§ **Exercises to complete**
• A. Answer these from the article about Cato, the Wisconsin decathlete:
(i) How many events are held on each of the two days of the decathlon?
(ii) At the Illinois Class 3A State Championships, where did Cato finish, and with what jump?
(iii) Which of the ten events does Cato call his favorite?
• B. Carry on the article about Cato, the Wisconsin decathlete, from its final sentence.

START Document section

High school sport careers don’t always take off, but after winning some events and placing second in the pole vault, Cato knew he wanted more.

Now at Wisconsin, Cato is a decathlete, which slates him to compete in ten events: the 100-meter dash, long jump, shot put, high jump, 400-meter run, 110-meter hurdles, discus throw, pole vault, javelin throw and 1500-meter run. The events are spread over two days with five events each day. It may not seem like a common sporting event, but Cato’s variation of skill sets has helped him find his specialty.

“In high school I did a lot of things. I ran the 400, pole-vaulted, long jumped, and high jumped,” Cato said. “I found myself doing a lot of events and after researching I found one single event that encompassed all these events.”

Of the ten events, Cato says that his favorite event is the pole vault.

After trying the event for his first time during his junior season at Bloom Trail High School near Chicago, Cato wound up vaulting at the Illinois Class 3A State Championships, where he finished second with a jump of 15 feet 6 inches.

“It usually takes people years to jump what I jumped, and for whatever reason, it came naturally to me,” Cato said. “I loved it.”

Though much of the sport came naturally to Cato, he had to learn how to stay focused and patient if he wanted to be successful.

“I’ve learned that track is a very patient sport even though it seems like a quick thing,” Cato said. “There are a lot of details and things like that so you have to be patient. You only get one race, one jump or one throw and if it doesn’t go your way you have to take it and keep going on.”

Patience is a characteristic every athlete must have, not only to take the meets one race at a time, but also to listen to his or her bodies as they endure the long season. Cato added athletes must take care of their bodies because they will get sore, and if they forget the fundamentals, they risk injury.

His persistence and work ethic are just a few of the qualities that his teammates admire in their junior leader.

END Document section
START Data under study

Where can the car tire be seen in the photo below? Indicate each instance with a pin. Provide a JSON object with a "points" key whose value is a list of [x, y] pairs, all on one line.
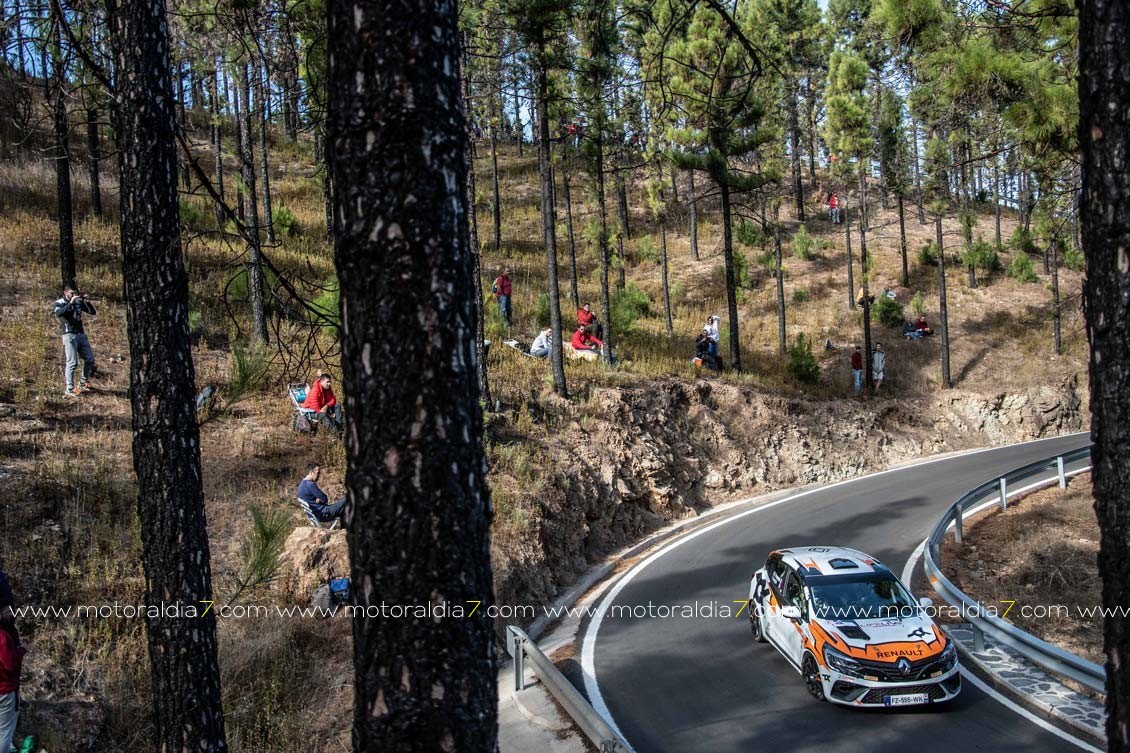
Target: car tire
{"points": [[755, 622], [811, 673]]}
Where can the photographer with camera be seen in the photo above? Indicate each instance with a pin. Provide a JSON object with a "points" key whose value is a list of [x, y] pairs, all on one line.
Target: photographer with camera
{"points": [[69, 310]]}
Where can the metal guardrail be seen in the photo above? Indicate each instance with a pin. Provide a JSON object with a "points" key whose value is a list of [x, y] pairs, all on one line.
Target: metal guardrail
{"points": [[594, 726], [1051, 657]]}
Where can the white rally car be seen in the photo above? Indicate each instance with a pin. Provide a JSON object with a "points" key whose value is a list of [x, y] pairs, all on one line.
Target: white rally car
{"points": [[854, 632]]}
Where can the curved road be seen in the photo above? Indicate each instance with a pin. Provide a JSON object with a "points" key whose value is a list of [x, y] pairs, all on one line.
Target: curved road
{"points": [[702, 684]]}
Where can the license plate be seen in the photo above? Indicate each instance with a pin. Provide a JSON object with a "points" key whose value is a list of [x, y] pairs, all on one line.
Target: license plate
{"points": [[911, 699]]}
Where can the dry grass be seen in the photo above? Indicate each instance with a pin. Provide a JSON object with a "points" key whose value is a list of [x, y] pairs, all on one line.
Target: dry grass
{"points": [[1043, 551]]}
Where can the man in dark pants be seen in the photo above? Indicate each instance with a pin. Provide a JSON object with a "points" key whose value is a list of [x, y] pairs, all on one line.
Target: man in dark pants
{"points": [[319, 502], [69, 311]]}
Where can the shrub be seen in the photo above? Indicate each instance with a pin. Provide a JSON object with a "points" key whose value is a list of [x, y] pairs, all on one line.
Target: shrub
{"points": [[802, 365], [628, 304], [803, 245], [1074, 259], [918, 304], [285, 223], [1022, 268], [888, 311], [648, 250], [928, 254]]}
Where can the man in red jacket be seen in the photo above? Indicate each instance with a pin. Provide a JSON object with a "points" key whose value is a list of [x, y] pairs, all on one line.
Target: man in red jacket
{"points": [[11, 659], [323, 403]]}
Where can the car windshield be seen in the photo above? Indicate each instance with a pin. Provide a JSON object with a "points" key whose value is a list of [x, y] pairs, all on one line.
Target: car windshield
{"points": [[858, 598]]}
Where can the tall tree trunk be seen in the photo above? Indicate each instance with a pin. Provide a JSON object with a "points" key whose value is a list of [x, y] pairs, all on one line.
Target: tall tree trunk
{"points": [[64, 209], [731, 292], [1104, 139], [942, 310], [262, 89], [902, 240], [185, 686], [865, 280], [217, 135], [622, 202], [94, 156], [667, 288], [415, 467], [694, 217], [779, 276], [572, 236], [549, 223], [605, 250], [251, 211], [798, 188], [851, 274]]}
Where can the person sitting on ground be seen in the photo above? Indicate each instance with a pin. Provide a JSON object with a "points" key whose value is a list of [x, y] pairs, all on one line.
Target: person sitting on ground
{"points": [[585, 318], [584, 343], [11, 659], [319, 502], [542, 344], [320, 399]]}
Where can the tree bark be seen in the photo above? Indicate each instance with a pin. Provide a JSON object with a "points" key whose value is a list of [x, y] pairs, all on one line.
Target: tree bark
{"points": [[731, 292], [187, 706], [418, 510], [942, 311], [549, 223], [251, 211], [694, 217], [1104, 138], [94, 156]]}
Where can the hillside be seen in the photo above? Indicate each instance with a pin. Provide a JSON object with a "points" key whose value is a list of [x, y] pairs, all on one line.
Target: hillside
{"points": [[570, 483]]}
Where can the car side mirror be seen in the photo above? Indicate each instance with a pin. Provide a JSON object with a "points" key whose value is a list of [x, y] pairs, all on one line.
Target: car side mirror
{"points": [[790, 613]]}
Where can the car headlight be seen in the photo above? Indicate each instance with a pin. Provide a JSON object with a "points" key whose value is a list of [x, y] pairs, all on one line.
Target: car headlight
{"points": [[842, 663]]}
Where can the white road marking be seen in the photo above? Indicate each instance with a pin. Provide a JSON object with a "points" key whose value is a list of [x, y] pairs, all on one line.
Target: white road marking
{"points": [[589, 646]]}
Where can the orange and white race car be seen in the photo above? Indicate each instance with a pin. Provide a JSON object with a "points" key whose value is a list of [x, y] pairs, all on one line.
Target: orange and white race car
{"points": [[851, 629]]}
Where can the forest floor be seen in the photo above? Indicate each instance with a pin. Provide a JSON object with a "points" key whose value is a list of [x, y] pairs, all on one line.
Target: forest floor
{"points": [[1039, 561], [69, 521]]}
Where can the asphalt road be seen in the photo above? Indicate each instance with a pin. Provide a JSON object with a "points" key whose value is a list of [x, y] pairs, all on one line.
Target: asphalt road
{"points": [[685, 684]]}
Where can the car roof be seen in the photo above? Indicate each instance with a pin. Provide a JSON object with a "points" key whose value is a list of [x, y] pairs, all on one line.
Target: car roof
{"points": [[831, 561]]}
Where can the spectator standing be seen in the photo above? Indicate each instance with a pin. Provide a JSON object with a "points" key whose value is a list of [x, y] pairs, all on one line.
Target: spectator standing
{"points": [[878, 362], [319, 502], [502, 290], [323, 403], [11, 660], [69, 311], [542, 344], [857, 370]]}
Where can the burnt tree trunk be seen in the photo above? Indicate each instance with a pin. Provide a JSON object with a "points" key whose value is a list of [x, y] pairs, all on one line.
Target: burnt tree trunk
{"points": [[1104, 137], [415, 472], [185, 693]]}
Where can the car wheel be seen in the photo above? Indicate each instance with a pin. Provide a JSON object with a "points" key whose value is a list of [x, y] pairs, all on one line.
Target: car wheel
{"points": [[811, 673], [755, 623]]}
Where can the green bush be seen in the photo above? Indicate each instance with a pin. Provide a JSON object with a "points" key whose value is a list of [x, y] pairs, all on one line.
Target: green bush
{"points": [[918, 304], [928, 254], [802, 365], [285, 223], [1022, 268], [628, 304], [1074, 259], [803, 244], [648, 250], [888, 311]]}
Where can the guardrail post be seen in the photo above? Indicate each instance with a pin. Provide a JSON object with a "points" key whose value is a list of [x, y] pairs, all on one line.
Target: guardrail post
{"points": [[519, 663]]}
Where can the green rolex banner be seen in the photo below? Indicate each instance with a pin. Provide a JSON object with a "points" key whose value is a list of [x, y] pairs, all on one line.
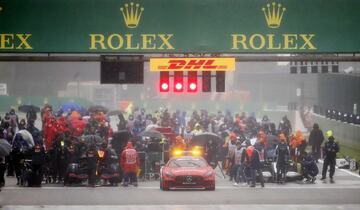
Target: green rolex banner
{"points": [[179, 26]]}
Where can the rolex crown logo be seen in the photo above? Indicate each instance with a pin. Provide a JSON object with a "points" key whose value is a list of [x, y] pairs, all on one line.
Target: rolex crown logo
{"points": [[132, 14], [273, 14]]}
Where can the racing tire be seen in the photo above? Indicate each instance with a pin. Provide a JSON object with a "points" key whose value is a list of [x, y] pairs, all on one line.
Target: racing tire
{"points": [[212, 188], [162, 187]]}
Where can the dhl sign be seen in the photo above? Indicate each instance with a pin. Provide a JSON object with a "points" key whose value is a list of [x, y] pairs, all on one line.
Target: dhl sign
{"points": [[192, 64]]}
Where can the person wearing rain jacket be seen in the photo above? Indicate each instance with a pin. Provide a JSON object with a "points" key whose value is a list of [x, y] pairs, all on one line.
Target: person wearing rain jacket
{"points": [[130, 163], [92, 159], [330, 149], [316, 138], [37, 154], [282, 154], [252, 159], [298, 145]]}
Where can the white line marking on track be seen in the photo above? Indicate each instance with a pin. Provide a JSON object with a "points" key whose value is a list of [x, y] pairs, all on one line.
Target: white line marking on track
{"points": [[218, 187], [344, 170]]}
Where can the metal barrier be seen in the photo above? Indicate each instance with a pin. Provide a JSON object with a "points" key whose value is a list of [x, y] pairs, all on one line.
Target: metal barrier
{"points": [[150, 164]]}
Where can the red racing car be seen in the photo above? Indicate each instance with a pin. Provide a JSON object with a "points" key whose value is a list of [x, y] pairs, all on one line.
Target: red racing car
{"points": [[187, 172]]}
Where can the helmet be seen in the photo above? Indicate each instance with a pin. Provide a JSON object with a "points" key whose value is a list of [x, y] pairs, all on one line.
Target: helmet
{"points": [[282, 137], [329, 133]]}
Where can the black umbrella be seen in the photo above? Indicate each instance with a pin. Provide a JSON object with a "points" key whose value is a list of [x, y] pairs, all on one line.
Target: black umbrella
{"points": [[120, 139], [98, 108], [113, 112], [93, 139], [28, 108], [5, 147], [204, 138], [152, 134]]}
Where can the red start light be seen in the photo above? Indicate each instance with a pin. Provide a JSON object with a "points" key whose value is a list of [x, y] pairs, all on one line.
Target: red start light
{"points": [[192, 81], [178, 86], [164, 81], [178, 81], [192, 86], [164, 86]]}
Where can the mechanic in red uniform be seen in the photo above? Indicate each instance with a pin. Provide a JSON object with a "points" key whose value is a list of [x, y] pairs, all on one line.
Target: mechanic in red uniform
{"points": [[130, 163]]}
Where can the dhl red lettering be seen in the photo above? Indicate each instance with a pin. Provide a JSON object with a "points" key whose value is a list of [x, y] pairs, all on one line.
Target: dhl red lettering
{"points": [[208, 65], [177, 64], [195, 64]]}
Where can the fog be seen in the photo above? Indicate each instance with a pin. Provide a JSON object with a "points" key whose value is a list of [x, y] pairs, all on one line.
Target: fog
{"points": [[253, 86]]}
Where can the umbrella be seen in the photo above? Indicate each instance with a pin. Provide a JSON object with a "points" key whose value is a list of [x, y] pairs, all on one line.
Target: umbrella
{"points": [[120, 139], [23, 139], [93, 139], [26, 135], [5, 147], [203, 138], [113, 112], [28, 108], [272, 141], [71, 106], [98, 108], [152, 134]]}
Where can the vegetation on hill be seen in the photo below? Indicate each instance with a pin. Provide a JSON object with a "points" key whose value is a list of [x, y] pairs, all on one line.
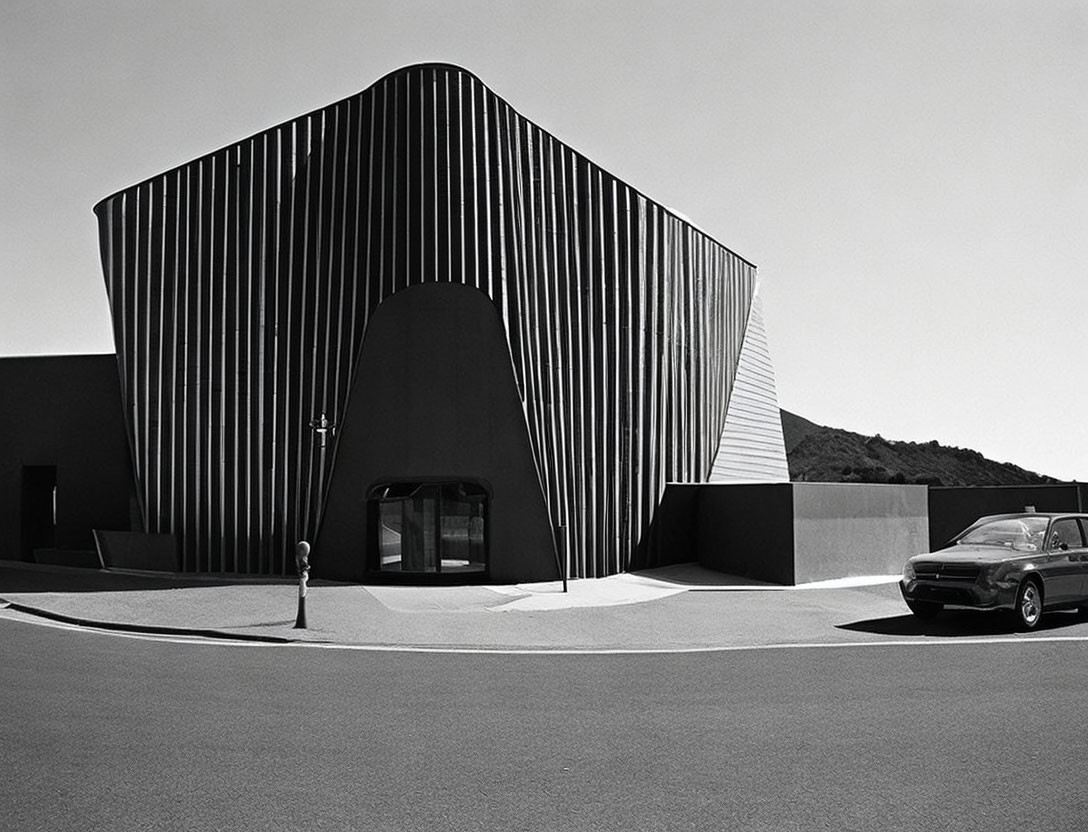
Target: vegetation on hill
{"points": [[829, 455]]}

END Data under study

§ **Expected responses**
• A.
(i) Five.
(ii) Second, with a jump of 15 feet 6 inches.
(iii) The pole vault.

• B.
“The fact that he is a leader and gets us going, but is fun at the same time, it’s fun in practice when it’s not serious all the time,” Ben Schreib said.

Schreib is a redshirt freshman who finished second behind Cato in the pentathlon at the Wisconsin Elite Invitational on Jan. 18. The two teammates find themselves competing with each other yet working together and pushing each other at the same time.

“Obviously for me, I’m trying to reach that level of competition,” Schreib said. “But [it] is more of working together and competing against myself at meets.”

The level of competition Cato has set for Schreib is one that few athletes can attain and many more remain envious of. He was named 2011 Big Ten Indoor Freshman of the Year, 2012 Athlete of the Year, became a 2012 All-American and holds a Big Ten record. Titles have lost a bit of their normal flare for Cato.

“The titles only stay with me for maybe 24 hours,” he said. “You can’t let it get to you. When they call my name I feel better and I make sure I live up to my own name.”

Living up to the Cato precedent is hard enough for the man himself, let alone his competitors. Cato hasn’t let his many successes get to his head, though. The increasingly-famous Badger keeps focus on what he needs to do.

“It makes me want to work even harder. That’s the number one thing that pushes me through all my workouts,” Cato said. “My dad tells me to wake up and train like someone’s trying to take your belt from you.”